_Problem requirements_:
Locate every line in the items that contains the string "bird" and copy each such line.

_Provided data_:
>>>>>

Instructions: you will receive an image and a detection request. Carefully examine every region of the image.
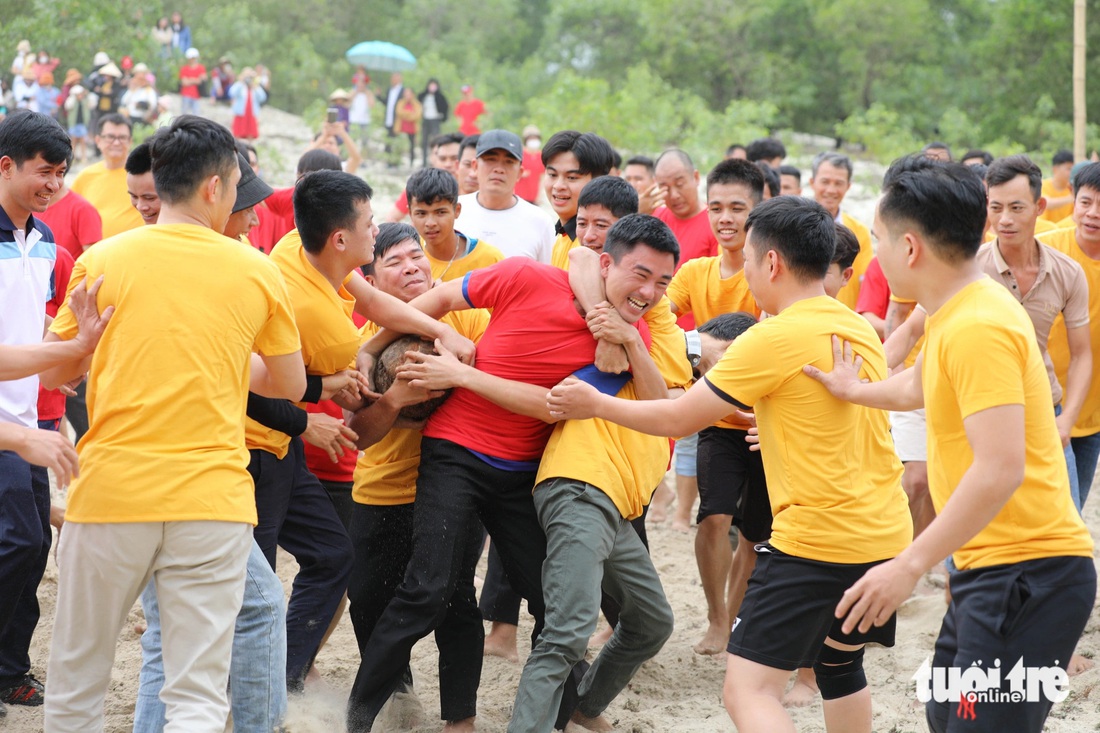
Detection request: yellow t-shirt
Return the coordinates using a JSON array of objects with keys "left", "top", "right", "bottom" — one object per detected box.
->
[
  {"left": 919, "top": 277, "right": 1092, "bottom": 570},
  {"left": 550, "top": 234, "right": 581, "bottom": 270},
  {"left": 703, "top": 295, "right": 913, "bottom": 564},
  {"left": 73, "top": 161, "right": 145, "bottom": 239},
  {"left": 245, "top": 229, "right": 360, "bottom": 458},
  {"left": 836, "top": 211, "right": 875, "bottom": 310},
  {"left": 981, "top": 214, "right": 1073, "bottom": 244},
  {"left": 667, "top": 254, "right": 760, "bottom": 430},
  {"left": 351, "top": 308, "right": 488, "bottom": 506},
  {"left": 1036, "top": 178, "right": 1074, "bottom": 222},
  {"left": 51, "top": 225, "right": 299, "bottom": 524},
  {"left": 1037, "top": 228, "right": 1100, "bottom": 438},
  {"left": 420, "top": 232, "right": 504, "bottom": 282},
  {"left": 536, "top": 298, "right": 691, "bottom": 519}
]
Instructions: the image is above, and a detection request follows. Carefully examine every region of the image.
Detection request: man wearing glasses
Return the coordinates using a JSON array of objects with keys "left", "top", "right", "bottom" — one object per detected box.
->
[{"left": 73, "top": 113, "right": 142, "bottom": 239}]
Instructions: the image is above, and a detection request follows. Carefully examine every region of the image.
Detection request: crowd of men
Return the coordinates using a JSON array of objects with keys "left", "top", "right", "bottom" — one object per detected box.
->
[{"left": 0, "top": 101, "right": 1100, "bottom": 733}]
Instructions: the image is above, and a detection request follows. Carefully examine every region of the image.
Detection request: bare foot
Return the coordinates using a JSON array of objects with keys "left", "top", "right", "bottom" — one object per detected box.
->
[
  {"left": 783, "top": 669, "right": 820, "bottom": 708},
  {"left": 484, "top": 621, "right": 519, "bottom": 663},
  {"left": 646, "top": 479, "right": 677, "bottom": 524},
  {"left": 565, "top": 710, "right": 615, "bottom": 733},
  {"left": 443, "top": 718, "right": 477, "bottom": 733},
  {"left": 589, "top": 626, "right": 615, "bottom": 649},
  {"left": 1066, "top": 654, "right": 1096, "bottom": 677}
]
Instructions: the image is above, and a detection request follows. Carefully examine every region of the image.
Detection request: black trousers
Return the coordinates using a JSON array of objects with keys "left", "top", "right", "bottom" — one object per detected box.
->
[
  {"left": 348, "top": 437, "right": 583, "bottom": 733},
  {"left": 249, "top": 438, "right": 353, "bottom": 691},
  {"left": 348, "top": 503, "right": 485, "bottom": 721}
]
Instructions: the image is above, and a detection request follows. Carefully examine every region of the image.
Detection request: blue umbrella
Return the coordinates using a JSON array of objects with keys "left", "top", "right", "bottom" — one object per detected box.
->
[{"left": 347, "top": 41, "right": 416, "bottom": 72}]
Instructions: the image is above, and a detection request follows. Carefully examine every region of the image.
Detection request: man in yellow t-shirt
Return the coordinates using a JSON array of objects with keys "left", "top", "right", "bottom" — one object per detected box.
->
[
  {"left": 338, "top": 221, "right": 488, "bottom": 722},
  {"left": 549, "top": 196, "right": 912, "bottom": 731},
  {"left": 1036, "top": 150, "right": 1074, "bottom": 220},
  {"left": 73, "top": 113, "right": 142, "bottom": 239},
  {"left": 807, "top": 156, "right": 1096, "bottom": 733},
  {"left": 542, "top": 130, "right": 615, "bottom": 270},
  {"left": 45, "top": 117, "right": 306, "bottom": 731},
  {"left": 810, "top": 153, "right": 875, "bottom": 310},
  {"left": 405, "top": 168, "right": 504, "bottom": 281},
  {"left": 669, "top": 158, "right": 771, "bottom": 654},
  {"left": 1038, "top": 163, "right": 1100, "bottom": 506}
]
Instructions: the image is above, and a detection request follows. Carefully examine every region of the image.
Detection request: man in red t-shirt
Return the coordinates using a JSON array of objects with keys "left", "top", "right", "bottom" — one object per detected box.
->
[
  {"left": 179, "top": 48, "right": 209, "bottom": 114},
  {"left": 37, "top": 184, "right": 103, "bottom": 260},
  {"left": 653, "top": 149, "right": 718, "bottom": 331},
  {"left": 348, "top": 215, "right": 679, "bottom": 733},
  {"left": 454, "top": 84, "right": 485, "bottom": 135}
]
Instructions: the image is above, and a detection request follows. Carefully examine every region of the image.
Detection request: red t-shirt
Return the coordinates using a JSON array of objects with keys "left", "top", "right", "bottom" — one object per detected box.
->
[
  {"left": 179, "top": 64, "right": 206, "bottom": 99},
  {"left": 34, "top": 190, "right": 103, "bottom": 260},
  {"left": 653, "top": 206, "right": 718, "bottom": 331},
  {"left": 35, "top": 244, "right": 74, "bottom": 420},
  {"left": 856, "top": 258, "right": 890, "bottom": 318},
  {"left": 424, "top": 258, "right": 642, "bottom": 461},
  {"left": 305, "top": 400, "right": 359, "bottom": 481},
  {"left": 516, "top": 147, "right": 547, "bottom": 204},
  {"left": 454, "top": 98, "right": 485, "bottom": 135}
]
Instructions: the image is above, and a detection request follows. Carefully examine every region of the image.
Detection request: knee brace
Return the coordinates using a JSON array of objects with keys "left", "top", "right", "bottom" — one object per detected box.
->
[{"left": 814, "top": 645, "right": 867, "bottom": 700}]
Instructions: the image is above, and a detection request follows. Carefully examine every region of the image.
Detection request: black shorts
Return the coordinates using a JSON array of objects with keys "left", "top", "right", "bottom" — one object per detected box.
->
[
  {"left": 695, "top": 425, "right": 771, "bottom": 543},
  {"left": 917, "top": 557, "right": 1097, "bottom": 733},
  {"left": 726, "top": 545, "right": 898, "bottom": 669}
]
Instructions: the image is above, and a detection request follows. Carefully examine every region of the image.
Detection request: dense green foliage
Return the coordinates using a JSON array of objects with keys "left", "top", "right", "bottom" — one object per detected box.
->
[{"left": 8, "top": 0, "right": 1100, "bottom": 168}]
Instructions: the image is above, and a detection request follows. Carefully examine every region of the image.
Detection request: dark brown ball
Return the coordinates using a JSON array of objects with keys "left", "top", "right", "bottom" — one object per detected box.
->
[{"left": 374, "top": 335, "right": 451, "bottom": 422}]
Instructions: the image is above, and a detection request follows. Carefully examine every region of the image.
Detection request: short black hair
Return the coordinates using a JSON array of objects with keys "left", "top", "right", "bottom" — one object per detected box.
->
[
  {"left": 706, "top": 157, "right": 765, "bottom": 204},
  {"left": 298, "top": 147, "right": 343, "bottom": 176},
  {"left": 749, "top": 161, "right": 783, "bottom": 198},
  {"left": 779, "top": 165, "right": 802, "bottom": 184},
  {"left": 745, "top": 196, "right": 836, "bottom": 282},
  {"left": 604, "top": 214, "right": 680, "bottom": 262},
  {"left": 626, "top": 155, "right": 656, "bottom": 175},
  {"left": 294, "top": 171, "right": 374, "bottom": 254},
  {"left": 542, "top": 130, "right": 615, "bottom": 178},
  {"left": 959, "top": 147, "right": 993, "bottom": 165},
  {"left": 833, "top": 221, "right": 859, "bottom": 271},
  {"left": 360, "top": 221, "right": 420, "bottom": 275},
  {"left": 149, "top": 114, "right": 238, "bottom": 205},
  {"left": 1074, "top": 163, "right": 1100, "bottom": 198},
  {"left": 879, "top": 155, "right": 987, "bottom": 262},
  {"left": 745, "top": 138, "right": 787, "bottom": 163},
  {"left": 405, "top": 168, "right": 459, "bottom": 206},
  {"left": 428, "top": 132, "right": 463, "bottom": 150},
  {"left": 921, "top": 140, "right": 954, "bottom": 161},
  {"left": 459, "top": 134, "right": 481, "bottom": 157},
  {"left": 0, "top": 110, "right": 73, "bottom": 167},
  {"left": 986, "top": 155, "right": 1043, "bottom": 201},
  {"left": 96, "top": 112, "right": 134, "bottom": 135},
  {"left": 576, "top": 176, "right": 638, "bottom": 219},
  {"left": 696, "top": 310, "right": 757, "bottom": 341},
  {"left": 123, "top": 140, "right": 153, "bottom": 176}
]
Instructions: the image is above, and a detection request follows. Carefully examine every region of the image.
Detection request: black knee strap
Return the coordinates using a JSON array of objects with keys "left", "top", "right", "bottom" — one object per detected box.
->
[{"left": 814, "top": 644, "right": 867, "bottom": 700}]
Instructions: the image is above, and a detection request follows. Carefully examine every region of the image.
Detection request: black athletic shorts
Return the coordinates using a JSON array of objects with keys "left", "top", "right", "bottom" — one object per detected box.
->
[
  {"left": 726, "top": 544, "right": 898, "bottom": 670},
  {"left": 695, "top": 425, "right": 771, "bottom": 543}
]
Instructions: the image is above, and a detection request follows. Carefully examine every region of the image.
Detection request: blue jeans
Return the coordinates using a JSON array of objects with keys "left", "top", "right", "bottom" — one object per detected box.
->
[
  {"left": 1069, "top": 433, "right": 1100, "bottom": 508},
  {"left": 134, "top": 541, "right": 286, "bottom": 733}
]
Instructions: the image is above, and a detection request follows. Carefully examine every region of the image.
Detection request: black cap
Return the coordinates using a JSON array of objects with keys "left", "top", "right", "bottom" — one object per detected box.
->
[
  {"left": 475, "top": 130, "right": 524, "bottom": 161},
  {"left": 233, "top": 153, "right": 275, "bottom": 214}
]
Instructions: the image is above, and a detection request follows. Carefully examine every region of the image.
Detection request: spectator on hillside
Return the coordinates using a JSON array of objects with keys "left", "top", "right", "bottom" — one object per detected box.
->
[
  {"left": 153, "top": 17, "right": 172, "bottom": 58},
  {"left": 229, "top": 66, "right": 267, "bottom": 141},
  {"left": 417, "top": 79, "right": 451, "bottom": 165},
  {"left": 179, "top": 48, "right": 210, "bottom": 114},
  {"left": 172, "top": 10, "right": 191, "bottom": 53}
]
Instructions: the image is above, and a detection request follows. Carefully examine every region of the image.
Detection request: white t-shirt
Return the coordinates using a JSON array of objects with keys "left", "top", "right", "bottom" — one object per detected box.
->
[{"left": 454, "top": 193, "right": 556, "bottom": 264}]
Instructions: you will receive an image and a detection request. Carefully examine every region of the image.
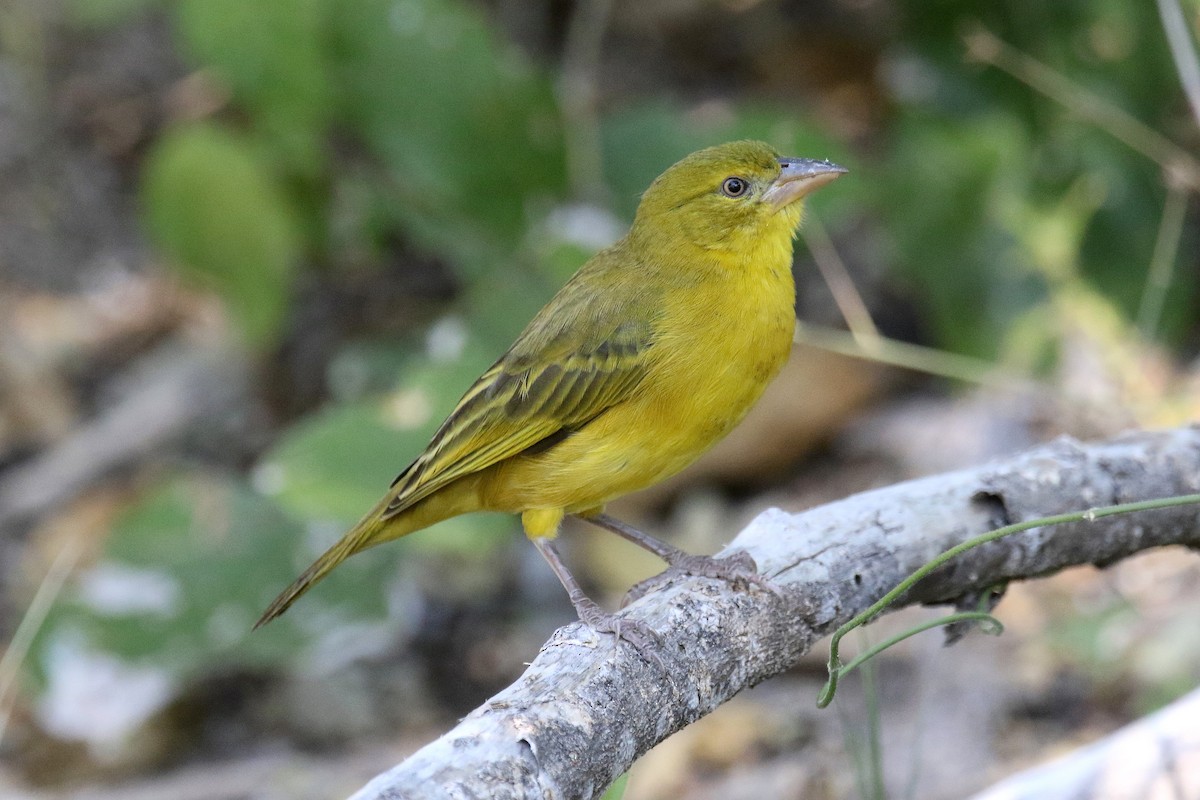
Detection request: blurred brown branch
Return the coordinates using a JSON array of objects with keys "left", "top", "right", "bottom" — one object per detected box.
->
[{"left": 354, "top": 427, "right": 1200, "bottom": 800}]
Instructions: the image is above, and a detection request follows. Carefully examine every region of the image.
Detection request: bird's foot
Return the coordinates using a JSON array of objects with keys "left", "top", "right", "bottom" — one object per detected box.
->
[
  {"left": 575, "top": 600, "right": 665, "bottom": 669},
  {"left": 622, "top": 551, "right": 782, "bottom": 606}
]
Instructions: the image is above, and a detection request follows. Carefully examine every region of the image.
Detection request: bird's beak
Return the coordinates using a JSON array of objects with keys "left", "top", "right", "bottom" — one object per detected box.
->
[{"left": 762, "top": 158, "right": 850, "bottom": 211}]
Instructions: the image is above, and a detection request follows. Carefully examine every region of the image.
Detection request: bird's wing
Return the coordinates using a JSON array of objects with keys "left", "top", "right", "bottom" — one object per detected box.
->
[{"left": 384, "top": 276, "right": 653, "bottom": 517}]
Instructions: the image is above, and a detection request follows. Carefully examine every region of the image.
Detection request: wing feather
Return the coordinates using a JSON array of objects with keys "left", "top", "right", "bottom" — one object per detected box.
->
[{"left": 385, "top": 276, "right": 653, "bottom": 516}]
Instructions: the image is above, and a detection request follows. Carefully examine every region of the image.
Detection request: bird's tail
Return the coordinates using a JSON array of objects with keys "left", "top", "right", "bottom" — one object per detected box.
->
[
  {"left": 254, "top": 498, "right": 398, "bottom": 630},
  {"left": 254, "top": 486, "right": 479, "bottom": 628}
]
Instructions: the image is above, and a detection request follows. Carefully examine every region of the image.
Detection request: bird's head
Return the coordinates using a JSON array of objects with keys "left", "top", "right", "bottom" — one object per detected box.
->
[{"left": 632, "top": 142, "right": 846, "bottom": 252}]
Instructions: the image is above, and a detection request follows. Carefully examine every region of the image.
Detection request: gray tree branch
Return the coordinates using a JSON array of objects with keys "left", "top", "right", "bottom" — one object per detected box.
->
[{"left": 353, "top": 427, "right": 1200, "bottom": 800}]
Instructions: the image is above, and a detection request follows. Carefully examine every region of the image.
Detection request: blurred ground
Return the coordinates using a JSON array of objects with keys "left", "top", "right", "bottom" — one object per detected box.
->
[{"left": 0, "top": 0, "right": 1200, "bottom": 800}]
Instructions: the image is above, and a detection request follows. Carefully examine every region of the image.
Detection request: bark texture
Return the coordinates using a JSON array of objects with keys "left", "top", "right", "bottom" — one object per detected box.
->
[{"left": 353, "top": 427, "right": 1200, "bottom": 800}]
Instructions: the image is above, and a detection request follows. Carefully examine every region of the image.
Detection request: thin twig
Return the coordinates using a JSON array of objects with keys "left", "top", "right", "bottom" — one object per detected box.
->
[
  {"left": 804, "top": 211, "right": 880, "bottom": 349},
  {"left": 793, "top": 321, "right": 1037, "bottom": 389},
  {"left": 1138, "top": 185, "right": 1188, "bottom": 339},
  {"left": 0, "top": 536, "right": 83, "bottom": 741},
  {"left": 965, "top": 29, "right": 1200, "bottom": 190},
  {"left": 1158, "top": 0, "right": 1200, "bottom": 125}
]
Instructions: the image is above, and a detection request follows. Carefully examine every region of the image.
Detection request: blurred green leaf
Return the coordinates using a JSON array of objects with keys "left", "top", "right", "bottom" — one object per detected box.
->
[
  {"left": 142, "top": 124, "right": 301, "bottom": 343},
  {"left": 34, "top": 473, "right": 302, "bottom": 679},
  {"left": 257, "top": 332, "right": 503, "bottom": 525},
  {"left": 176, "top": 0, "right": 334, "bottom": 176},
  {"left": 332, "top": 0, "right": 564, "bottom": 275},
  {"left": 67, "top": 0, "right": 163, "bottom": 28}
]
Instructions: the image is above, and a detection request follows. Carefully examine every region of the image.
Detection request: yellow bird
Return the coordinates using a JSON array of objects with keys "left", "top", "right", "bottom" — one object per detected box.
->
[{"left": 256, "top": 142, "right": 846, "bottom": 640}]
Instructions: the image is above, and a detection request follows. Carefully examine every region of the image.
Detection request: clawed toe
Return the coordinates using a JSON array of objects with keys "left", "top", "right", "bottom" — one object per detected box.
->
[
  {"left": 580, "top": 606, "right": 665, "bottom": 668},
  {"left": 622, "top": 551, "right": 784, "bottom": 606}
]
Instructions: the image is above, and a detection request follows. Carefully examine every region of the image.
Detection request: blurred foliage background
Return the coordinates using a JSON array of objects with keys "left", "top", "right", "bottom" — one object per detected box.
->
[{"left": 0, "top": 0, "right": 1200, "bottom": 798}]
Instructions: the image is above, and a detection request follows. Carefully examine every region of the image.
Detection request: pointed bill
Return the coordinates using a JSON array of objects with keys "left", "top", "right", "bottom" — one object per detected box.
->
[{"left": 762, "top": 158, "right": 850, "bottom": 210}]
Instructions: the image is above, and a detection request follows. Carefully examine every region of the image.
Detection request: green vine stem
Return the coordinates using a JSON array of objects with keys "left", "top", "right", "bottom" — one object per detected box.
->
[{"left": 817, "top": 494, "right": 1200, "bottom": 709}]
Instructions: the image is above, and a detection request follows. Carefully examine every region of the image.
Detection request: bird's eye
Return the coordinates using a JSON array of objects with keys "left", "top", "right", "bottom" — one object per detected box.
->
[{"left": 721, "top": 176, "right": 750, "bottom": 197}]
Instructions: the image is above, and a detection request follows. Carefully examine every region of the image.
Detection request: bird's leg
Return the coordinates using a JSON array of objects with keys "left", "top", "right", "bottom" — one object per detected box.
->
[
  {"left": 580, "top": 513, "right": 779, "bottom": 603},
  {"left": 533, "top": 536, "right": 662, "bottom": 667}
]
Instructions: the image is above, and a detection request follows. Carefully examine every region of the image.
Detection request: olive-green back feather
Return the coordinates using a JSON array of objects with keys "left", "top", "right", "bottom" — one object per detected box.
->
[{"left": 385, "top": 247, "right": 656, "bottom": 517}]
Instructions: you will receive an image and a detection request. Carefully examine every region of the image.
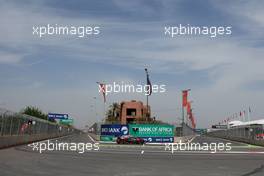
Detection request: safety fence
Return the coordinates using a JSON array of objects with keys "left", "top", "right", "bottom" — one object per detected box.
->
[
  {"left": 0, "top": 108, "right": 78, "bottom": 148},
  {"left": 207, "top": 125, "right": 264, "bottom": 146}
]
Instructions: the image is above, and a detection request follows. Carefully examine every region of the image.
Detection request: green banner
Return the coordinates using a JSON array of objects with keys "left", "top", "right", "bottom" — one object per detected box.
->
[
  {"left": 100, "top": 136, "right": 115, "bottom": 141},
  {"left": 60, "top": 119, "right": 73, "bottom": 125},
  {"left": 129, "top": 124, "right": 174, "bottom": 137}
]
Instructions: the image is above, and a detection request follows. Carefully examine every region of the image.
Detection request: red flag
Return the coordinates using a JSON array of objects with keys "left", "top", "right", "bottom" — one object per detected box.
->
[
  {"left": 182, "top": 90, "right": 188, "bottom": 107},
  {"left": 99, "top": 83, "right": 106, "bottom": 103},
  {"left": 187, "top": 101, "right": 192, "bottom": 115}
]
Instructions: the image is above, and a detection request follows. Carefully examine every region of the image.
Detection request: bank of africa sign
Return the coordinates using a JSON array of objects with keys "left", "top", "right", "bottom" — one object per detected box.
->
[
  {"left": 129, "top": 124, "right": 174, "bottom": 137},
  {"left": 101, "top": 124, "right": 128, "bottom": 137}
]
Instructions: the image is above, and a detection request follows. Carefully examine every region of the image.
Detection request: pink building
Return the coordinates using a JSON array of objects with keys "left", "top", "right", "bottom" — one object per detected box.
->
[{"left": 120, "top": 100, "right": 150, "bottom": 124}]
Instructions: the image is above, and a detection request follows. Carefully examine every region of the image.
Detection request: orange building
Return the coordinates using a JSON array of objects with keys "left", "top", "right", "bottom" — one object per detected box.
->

<<<<<

_Output of the exercise_:
Detection request: bird's foot
Detection request: bird's beak
Detection request: bird's wing
Detection request: bird's tail
Detection request: bird's head
Detection request: yellow bird
Detection request: bird's eye
Detection request: bird's leg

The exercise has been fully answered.